What the task asks:
List every line of the material below that contains the string "hillside". Case counts.

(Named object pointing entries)

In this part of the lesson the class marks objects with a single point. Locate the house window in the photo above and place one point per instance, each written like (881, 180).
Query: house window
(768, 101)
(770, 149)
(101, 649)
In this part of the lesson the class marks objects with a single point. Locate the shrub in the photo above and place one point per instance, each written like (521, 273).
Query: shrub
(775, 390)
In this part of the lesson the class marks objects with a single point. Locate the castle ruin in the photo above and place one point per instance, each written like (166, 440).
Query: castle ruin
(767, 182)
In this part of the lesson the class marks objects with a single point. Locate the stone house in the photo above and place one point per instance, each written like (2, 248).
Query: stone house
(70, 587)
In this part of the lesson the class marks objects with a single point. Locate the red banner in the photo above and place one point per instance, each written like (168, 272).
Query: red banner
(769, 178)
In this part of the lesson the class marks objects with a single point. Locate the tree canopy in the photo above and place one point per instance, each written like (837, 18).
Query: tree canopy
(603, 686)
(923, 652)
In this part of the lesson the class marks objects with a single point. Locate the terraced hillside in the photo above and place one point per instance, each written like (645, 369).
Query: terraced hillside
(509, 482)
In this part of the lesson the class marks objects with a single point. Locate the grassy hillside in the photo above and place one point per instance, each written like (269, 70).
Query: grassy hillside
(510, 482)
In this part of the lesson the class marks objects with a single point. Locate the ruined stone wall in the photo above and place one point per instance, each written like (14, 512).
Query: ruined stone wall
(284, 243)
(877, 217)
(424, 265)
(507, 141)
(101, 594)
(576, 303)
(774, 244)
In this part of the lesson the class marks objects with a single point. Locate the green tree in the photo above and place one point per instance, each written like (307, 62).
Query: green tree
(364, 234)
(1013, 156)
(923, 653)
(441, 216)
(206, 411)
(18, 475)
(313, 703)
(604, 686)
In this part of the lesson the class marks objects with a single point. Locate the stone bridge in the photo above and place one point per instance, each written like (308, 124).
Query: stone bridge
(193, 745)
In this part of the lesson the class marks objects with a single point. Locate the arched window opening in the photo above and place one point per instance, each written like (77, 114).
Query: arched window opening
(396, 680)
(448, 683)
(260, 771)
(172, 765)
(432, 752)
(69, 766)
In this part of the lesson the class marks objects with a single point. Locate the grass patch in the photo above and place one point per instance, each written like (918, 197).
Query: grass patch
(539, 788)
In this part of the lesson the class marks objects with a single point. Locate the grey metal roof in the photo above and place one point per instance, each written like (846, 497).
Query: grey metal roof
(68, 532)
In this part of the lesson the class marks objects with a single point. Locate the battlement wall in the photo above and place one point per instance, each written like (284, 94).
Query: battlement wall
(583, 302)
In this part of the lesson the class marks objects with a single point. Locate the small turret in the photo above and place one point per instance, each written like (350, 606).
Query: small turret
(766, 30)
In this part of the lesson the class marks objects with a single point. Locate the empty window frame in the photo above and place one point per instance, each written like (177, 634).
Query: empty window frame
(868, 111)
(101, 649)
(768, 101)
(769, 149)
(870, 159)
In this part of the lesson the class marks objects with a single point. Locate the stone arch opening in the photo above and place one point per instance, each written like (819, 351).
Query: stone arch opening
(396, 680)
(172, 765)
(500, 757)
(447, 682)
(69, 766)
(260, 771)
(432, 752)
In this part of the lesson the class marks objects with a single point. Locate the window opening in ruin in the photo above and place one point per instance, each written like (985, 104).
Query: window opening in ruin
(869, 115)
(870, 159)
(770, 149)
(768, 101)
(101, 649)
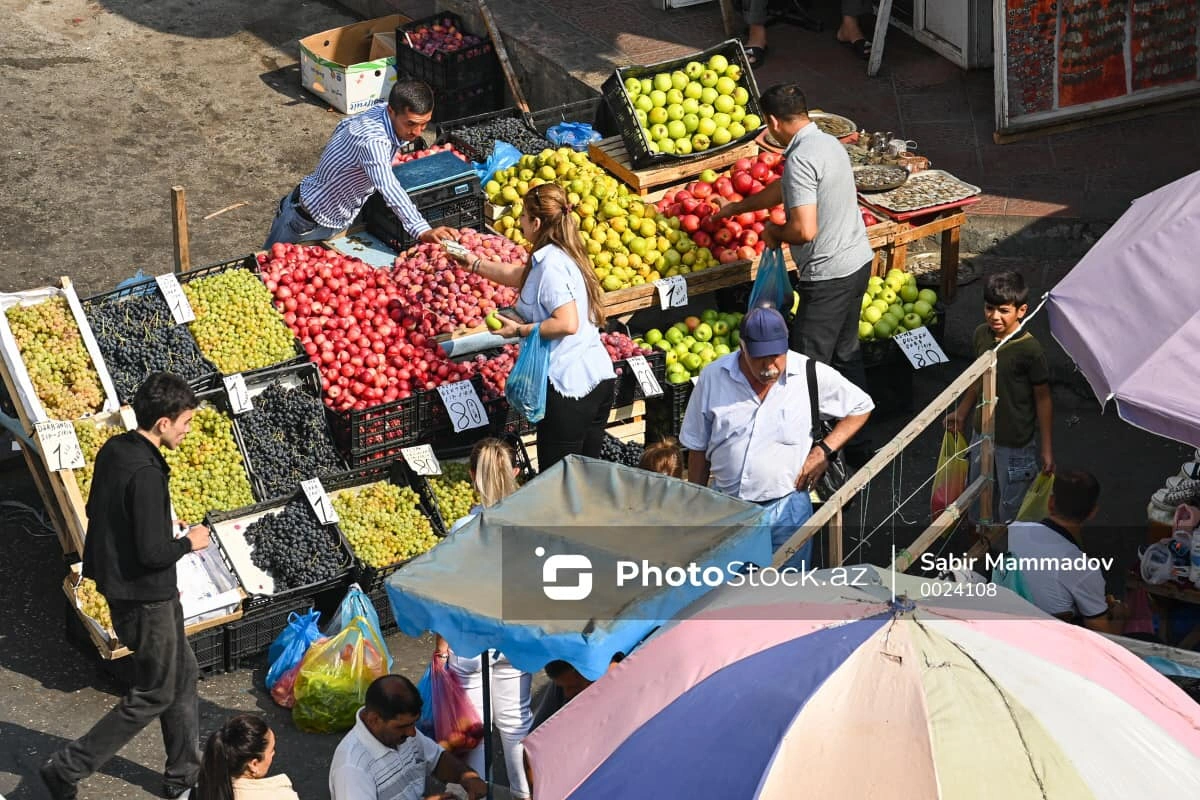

Solution:
In this part of the lesson the class marks objects with a single point. Locate the terraced hillside in the photo above and place one point per instance, each written like (645, 369).
Query: terraced hillside
In this part of the lesson the class marks objects with a single point. Locate the grassy hillside in the photo above and place one point per instance, each written like (269, 70).
Query: grassy hillside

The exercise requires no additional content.